- [WRITTEN REQUEST]
Identify each line in the records that contains the word "stainless" and copy those lines out in full. Case counts, so a line matches only if the word appears with the same capitalization.

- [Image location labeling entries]
>>>
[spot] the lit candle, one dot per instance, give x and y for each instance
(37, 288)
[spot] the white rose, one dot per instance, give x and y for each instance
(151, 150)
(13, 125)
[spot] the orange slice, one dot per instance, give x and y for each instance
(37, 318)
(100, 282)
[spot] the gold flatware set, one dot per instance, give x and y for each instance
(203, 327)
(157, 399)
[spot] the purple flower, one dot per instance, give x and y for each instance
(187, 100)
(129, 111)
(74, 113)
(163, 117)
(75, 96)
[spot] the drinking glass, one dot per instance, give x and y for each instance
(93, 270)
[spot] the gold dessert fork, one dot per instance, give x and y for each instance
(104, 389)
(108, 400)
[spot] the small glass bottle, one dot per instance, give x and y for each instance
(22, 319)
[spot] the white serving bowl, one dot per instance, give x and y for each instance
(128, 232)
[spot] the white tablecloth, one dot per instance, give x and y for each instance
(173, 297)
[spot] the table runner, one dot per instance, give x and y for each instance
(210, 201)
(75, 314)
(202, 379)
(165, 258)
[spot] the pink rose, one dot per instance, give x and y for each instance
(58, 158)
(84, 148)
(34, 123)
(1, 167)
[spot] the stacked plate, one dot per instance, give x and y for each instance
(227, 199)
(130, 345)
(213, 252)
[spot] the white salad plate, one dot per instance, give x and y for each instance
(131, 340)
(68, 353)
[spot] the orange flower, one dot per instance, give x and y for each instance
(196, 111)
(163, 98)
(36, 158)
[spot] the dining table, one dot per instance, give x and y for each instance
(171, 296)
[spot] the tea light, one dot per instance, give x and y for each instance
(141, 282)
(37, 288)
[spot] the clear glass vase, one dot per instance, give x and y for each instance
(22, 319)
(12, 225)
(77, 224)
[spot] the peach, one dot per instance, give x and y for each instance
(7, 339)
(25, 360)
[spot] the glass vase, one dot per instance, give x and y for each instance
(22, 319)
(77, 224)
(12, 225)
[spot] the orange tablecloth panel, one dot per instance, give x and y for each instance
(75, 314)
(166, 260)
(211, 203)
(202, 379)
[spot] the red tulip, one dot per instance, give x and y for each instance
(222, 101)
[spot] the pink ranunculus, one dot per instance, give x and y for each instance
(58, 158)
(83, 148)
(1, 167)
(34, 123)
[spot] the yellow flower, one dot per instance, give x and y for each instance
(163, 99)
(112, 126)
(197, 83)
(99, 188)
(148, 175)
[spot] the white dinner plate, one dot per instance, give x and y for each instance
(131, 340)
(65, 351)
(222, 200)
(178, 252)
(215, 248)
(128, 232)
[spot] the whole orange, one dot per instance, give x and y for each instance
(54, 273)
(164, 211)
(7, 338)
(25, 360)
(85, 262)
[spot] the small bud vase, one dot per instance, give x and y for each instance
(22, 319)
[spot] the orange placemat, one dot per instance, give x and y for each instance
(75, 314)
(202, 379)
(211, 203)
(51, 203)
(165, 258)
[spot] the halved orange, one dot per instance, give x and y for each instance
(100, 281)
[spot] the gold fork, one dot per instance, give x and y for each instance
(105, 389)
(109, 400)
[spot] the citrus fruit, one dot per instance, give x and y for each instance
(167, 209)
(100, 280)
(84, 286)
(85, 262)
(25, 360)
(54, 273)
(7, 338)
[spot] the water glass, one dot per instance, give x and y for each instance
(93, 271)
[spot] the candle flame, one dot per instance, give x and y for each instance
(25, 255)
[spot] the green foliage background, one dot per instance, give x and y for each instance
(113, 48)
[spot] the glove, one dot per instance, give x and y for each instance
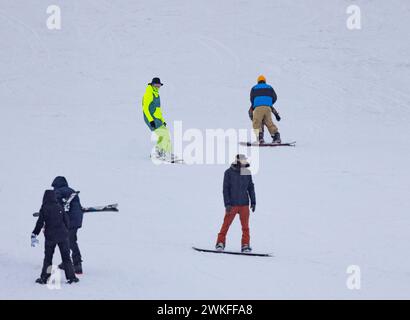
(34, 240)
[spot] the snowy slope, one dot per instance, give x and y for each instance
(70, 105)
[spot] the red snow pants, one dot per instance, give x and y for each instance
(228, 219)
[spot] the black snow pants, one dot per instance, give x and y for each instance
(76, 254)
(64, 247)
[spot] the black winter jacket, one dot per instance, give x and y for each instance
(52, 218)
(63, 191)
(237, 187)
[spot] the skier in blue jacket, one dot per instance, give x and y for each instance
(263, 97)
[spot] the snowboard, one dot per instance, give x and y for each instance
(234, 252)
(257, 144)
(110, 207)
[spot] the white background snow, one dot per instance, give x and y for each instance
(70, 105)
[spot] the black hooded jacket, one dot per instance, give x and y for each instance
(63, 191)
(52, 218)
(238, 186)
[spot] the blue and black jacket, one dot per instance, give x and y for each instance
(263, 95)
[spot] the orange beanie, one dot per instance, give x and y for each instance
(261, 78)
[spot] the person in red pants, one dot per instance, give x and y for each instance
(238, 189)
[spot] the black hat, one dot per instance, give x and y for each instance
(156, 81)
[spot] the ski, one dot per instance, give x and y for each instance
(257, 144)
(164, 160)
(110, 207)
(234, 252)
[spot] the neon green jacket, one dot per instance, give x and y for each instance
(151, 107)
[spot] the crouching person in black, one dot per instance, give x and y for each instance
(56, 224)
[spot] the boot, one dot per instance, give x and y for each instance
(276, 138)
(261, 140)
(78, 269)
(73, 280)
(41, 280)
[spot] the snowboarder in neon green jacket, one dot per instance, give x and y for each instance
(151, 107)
<<<
>>>
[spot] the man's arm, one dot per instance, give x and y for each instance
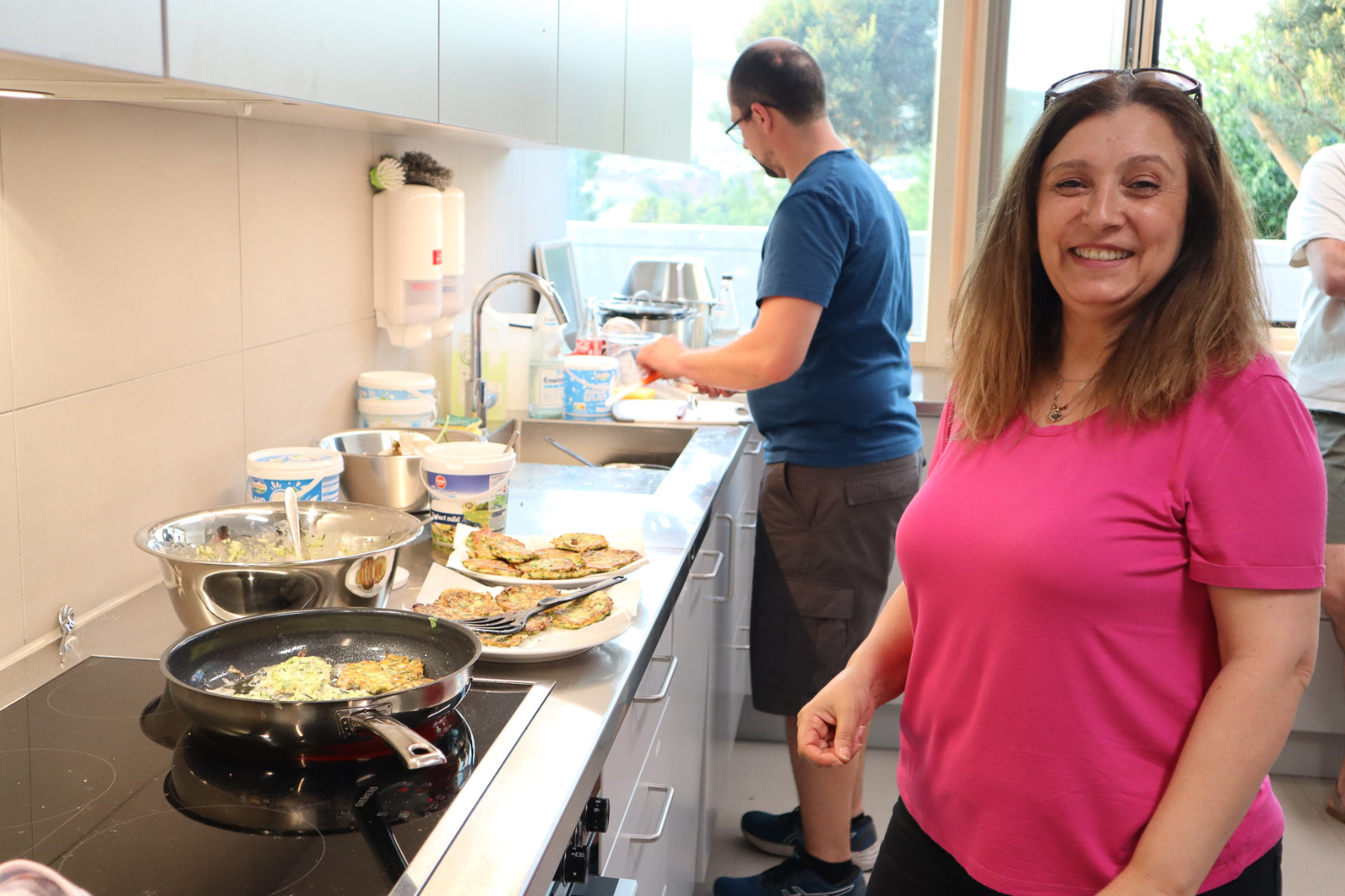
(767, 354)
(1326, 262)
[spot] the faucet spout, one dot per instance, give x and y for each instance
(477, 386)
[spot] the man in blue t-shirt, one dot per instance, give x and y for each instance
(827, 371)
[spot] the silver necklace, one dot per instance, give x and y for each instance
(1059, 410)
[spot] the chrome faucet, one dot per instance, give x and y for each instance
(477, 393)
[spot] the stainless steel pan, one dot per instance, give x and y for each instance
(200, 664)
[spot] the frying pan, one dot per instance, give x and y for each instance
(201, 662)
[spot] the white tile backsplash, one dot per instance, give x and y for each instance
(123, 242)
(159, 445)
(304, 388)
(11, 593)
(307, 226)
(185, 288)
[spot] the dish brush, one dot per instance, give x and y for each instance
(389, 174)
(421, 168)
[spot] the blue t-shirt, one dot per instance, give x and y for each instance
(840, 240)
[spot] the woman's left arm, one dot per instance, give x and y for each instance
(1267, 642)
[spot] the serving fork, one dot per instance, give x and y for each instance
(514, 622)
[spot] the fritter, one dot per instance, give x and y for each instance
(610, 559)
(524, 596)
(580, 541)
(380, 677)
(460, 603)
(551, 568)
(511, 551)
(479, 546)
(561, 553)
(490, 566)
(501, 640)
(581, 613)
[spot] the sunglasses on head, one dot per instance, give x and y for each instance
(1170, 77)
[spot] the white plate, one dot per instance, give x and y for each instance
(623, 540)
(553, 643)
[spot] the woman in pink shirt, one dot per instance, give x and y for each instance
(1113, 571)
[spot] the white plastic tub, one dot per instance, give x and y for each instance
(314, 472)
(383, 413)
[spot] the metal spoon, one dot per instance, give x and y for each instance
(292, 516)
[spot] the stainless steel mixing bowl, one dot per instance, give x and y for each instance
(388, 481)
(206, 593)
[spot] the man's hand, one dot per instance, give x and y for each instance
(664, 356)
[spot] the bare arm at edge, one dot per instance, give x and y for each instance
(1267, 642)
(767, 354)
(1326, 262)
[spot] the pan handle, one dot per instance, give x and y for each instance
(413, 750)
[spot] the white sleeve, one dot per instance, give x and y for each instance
<<<
- [OUTPUT FOR THIS EXERCISE]
[spot] the stainless steel pan, one dot per instance, give x and y for each instance
[spot] the stainless steel mixing bowl, one dot per instance, give x and y for each instance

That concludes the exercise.